In U.S. Pat. No. 2,674,348 to Santini et al., an automatic elevator system is disclosed in which inductor plates mounted along the elevator shaft are detected by sensors mounted on the elevator to give automatic slowdown and leveling control signals. A prime disadvantage of the Santini et al. system is that it requires a very close tolerance as to the position of the elevator within the shaft in order for the sensors to be properly oriented with respect to the fixed inductor plates. The problem of positioning the sensors adjacent the inductor plates makes the Santini et al. system very speed limited. Another disadvantage of that system is that for proper control, certain of the sensors must be switched off, depending on whether the elevator is moving upward or downward.

In U.S. Pat. No. 2,840,188 to Savage, an improvement to the Santini et al. system is described. In that system, the magnetic plates are mounted on a nonmagnetic ribbon which extends the length of the elevator shaft. Although the Savage system reduces the requirement for close tolerance as to the position of the elevator within the shaft, the system does require a guide system for the nonmagnetic ribbon; and the guide system, therefore, must nevertheless meet close tolerances. The magnetic sensors in the Savage system must be precisely positioned within a horizontal plane with respect to the tape in order that the sensor face will be parallel to the magnetic plates. As a result, the Savage system is also very speed limited in that wobbling of the tape can result in improper sensing of the magnetic plates or even cause the nonmagnetic ribbon to jump from its guides. Further, the Savage system is limited in the number of control functions available from a single tape.

> Required task 1
Convert everything in the listing from the line containing "Please trace the outline of every instance of the roof" down to the end of the listing into a JSON list of strings, one string per line and with blank lines omitted. Leave the pictures out of the answer.
The listing that follows bears no relation to the passage on elevator control systems.

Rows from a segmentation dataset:
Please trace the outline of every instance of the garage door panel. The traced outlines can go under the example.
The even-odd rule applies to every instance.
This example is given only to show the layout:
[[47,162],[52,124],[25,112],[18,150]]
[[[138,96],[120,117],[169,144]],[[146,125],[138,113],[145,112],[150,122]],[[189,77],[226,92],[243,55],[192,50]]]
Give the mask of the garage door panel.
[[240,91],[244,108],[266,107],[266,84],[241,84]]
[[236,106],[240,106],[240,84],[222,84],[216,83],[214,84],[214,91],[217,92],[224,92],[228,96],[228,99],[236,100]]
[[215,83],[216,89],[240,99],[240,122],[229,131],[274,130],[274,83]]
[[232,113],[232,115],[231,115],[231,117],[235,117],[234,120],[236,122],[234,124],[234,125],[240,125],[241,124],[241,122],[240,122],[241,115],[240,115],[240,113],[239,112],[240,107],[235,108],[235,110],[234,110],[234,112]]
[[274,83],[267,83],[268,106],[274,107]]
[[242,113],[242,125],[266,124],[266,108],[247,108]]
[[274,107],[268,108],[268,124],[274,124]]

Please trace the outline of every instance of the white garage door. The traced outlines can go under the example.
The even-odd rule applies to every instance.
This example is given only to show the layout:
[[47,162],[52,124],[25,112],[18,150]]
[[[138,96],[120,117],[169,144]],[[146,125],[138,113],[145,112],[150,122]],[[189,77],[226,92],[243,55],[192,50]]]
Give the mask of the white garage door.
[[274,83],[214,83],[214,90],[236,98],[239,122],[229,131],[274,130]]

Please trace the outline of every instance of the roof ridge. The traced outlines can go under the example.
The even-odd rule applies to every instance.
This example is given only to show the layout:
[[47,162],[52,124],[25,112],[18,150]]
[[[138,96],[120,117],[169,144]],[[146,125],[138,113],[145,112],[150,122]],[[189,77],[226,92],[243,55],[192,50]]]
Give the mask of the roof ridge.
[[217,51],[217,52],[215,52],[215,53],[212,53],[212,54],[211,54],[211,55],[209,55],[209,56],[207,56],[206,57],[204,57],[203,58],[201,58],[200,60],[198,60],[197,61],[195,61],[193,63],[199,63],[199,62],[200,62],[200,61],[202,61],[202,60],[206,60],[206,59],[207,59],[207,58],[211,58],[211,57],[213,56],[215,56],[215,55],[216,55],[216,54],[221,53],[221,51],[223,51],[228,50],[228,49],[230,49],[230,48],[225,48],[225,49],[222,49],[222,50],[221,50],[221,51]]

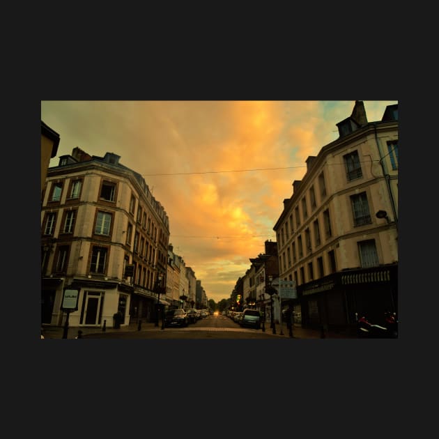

> Required task 2
Reproduce verbatim everything in the passage on elevator control systems from "In U.S. Pat. No. 2,674,348" down to "upward or downward.".

> Correct output 1
[
  "Please trace the outline of every instance of the roof ridge. The traced outlines can go under the example.",
  "The even-odd rule applies to every instance.",
  "This example is given only to show the layout:",
  "[[47,162],[52,124],[25,112],[18,150]]",
  "[[[138,96],[120,117],[169,144]],[[146,125],[138,113],[145,112],[150,122]],[[189,77],[226,92],[243,55],[192,50]]]",
  "Give the mask of the roof ridge.",
  "[[217,51],[217,52],[215,52],[215,53],[212,53],[212,54],[211,54],[211,55],[209,55],[209,56],[207,56],[206,57],[204,57],[203,58],[201,58],[200,60],[198,60],[197,61],[195,61],[193,63],[199,63],[199,62],[200,62],[200,61],[202,61],[202,60],[206,60],[206,59],[207,59],[207,58],[211,58],[211,57],[213,56],[215,56],[215,55],[216,55],[216,54],[221,53],[221,51],[223,51],[228,50],[228,49],[230,49],[230,48],[225,48],[225,49],[222,49],[222,50],[221,50],[221,51]]"
]

> Correct output 2
In U.S. Pat. No. 2,674,348 to Santini et al., an automatic elevator system is disclosed in which inductor plates mounted along the elevator shaft are detected by sensors mounted on the elevator to give automatic slowdown and leveling control signals. A prime disadvantage of the Santini et al. system is that it requires a very close tolerance as to the position of the elevator within the shaft in order for the sensors to be properly oriented with respect to the fixed inductor plates. The problem of positioning the sensors adjacent the inductor plates makes the Santini et al. system very speed limited. Another disadvantage of that system is that for proper control, certain of the sensors must be switched off, depending on whether the elevator is moving upward or downward.